Rispondi in base al brano su Giuditta riportato più sotto.
1. Di chi era figlia Giuditta?
2. In quale periodo dell'anno era morto Manàsse?
3. Da quanto tempo Giuditta viveva in stato di vedovanza?

++++ Brano proposto ++++

|
|
|
|
LECTIO DIVINA Gdt 8,1-35
1In quei giorni venne a conoscenza della situazione
Giuditta figlia di Merari, figlio di Oks, figlio di Giuseppe, figlio di
Oziel, figlio di Elkia, figlio di Anania, figlio di Gedeone, figlio di
Rafain, figlio di Achitob, figlio di Elia, figlio di Chelkia, figlio di
Eliàb, figlio di Natanaèl, figlio di Salamiel, figlio di Sarasadai,
figlio di Israele. 2Suo marito era stato Manàsse, della
stessa tribù e famiglia di lei, egli era morto al tempo della mietitura
dell’orzo. 3Mentre stava sorvegliando quelli che legavano i
covoni nella campagna, il suo capo fu colpito da insolazione. Dovette
mettersi a letto e morì in Betulia sua città e lo seppellirono con i
suoi padri nel campo che sta tra Dotain e Balamon. 4Giuditta
era rimasta nella sua casa in stato di vedovanza ed erano passati già
tre anni e quattro mesi. 5Si era fatta preparare una tenda
sul terrazzo della sua casa, si era cinta i fianchi di sacco e portava
le vesti delle vedove. 6Da quando era vedova digiunava tutti
i giorni, eccetto le vigilie dei sabati e i sabati, le vigilie dei
noviluni e i noviluni, le feste e i giorni di gioia per Israele. 7Era
bella d’aspetto e molto avvenente nella persona; inoltre suo marito
Manàsse le aveva lasciato oro e argento, schiavi e schiave, armenti e
terreni ed essa era rimasta padrona di tutto. 8Né alcuno
poteva dire una parola maligna a suo riguardo, perché temeva molto Dio.

++++ Elenco dati ++++

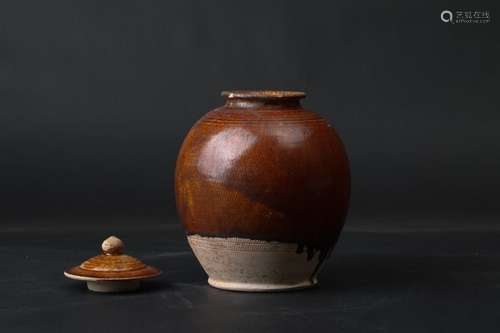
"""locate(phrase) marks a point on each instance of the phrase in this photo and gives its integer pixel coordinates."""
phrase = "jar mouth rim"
(263, 94)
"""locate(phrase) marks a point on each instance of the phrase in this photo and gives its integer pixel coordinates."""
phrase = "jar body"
(262, 188)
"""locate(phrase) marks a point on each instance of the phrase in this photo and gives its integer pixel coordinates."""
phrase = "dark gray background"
(96, 97)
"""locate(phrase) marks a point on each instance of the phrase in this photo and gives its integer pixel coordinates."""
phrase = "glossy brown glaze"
(262, 167)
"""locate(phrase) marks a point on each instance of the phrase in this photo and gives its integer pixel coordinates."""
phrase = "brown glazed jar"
(262, 188)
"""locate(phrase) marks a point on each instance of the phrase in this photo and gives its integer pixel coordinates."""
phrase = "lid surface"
(112, 265)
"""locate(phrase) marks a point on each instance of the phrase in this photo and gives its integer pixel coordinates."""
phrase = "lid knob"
(112, 246)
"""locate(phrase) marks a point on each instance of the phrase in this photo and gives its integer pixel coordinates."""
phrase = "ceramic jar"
(262, 188)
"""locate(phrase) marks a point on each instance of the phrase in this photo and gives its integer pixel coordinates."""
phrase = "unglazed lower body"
(242, 264)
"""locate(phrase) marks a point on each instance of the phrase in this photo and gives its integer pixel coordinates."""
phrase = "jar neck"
(263, 99)
(249, 103)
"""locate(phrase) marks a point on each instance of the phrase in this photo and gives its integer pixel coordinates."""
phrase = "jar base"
(243, 264)
(260, 287)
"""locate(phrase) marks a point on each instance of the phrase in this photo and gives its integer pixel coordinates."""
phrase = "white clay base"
(113, 286)
(242, 264)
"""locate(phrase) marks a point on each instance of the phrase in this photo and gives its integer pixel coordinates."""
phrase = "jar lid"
(112, 271)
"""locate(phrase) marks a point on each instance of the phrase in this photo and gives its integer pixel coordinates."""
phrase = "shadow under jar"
(262, 188)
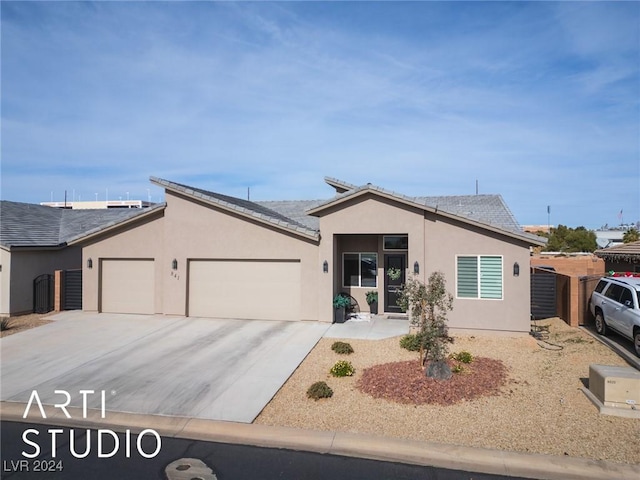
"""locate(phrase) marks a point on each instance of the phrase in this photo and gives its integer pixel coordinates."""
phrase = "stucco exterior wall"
(25, 266)
(434, 242)
(141, 240)
(365, 215)
(444, 239)
(5, 284)
(198, 231)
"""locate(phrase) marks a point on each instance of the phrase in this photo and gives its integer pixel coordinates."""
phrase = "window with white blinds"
(479, 276)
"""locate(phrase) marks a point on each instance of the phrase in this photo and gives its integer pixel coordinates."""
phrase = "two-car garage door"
(248, 289)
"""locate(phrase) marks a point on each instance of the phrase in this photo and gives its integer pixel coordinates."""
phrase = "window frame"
(478, 282)
(360, 254)
(384, 247)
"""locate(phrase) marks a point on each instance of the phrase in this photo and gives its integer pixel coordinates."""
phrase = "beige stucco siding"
(143, 240)
(195, 231)
(5, 284)
(372, 217)
(434, 242)
(446, 239)
(247, 289)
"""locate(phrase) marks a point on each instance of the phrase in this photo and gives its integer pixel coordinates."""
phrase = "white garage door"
(127, 286)
(260, 290)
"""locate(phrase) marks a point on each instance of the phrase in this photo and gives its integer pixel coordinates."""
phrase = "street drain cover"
(189, 469)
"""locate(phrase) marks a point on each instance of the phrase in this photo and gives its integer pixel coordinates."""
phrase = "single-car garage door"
(127, 286)
(247, 289)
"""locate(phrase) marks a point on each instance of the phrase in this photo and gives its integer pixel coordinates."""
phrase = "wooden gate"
(543, 294)
(43, 293)
(72, 290)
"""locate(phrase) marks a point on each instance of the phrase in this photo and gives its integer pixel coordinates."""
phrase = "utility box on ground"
(615, 390)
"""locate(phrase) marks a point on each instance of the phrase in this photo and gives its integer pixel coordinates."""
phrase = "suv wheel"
(601, 327)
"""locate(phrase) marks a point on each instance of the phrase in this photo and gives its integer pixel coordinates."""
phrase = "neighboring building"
(609, 238)
(204, 254)
(621, 258)
(35, 240)
(99, 204)
(572, 264)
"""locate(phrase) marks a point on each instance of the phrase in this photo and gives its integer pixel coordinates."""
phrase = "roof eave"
(407, 201)
(306, 233)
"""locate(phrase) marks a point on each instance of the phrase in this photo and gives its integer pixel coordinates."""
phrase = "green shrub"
(319, 390)
(4, 324)
(457, 368)
(342, 348)
(411, 342)
(342, 368)
(464, 357)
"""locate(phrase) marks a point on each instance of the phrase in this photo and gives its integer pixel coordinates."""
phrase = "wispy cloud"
(536, 100)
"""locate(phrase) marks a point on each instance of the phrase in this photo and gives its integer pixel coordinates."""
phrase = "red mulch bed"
(405, 382)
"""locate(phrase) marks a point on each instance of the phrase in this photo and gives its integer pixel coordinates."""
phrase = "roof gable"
(488, 212)
(245, 208)
(29, 225)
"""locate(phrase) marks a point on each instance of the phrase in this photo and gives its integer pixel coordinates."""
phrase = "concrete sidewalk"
(454, 457)
(369, 328)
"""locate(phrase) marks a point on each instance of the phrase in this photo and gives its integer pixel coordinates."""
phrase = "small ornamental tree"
(428, 305)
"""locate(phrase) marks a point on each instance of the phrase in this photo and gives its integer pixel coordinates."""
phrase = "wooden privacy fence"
(572, 294)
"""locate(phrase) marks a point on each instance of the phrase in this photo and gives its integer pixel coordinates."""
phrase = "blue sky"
(539, 102)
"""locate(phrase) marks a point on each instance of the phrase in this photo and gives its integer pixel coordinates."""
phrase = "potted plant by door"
(372, 300)
(340, 304)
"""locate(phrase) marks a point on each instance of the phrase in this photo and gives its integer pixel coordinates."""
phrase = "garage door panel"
(264, 290)
(127, 286)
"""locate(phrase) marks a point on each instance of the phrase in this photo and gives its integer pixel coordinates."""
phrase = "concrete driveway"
(192, 367)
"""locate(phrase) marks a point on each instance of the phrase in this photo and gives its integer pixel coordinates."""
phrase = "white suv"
(615, 303)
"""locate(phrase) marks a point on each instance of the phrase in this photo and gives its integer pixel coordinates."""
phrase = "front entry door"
(396, 261)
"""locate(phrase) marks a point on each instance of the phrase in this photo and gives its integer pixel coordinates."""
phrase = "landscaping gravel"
(539, 409)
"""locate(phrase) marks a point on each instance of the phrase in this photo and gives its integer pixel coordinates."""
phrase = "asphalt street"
(228, 462)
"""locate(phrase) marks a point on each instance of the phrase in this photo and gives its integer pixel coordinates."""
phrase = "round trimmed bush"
(342, 368)
(319, 390)
(342, 348)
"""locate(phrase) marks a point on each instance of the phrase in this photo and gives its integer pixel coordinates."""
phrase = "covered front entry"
(395, 262)
(127, 286)
(246, 289)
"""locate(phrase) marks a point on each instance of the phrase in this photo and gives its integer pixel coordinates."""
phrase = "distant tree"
(566, 239)
(631, 235)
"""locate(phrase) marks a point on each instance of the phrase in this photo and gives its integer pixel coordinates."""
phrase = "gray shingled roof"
(244, 207)
(296, 210)
(30, 225)
(627, 252)
(294, 215)
(489, 209)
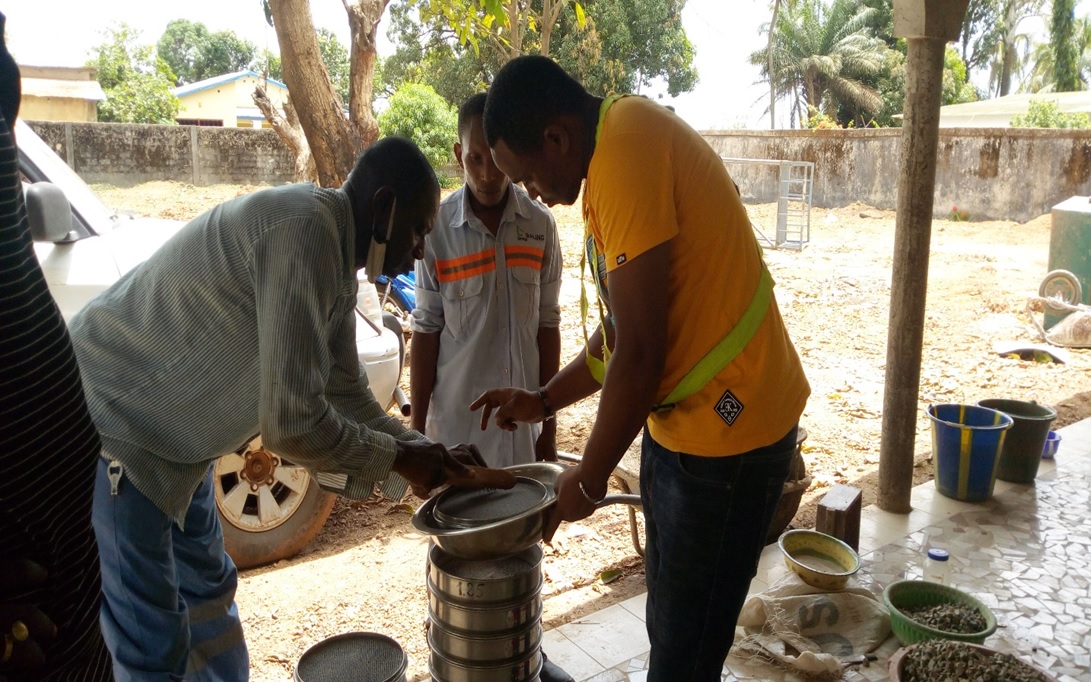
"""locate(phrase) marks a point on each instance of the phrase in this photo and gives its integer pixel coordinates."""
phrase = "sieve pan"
(506, 536)
(471, 507)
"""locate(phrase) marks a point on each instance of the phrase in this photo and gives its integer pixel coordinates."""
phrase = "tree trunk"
(1006, 68)
(287, 128)
(768, 57)
(328, 134)
(363, 18)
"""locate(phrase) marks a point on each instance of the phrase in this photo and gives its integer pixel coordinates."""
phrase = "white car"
(270, 507)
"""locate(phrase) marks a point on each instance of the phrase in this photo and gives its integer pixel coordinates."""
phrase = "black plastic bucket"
(354, 657)
(1023, 444)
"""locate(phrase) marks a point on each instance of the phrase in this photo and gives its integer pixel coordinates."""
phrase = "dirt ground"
(366, 571)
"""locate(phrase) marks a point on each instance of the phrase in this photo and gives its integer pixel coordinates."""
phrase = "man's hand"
(22, 625)
(512, 406)
(428, 465)
(572, 504)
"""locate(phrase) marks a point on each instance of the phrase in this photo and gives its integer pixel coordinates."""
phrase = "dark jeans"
(706, 519)
(168, 595)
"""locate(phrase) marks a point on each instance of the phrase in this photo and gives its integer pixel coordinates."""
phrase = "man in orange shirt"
(691, 347)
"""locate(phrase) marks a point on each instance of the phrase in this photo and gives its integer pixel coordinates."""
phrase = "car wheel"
(270, 509)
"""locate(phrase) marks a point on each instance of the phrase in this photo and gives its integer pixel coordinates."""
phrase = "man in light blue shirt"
(487, 304)
(242, 323)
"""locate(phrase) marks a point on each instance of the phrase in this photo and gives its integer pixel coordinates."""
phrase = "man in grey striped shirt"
(242, 323)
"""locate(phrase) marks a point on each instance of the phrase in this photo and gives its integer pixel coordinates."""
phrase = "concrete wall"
(1014, 174)
(57, 109)
(124, 154)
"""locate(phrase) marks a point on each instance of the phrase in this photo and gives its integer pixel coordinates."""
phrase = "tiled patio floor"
(1026, 552)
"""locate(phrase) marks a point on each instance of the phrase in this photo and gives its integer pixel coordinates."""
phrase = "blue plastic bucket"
(967, 441)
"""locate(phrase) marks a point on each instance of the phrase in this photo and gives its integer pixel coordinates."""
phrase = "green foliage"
(826, 56)
(475, 23)
(625, 45)
(956, 87)
(335, 57)
(194, 54)
(1066, 76)
(1046, 114)
(135, 80)
(419, 112)
(980, 33)
(615, 46)
(958, 215)
(817, 120)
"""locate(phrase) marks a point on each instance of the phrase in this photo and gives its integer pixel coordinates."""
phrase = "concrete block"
(839, 514)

++++

▶ [Svolgimento]:
1. Giuditta era figlia di Merari.
2. Manàsse era morto al tempo della mietitura dell'orzo.
3. Da tre anni e quattro mesi.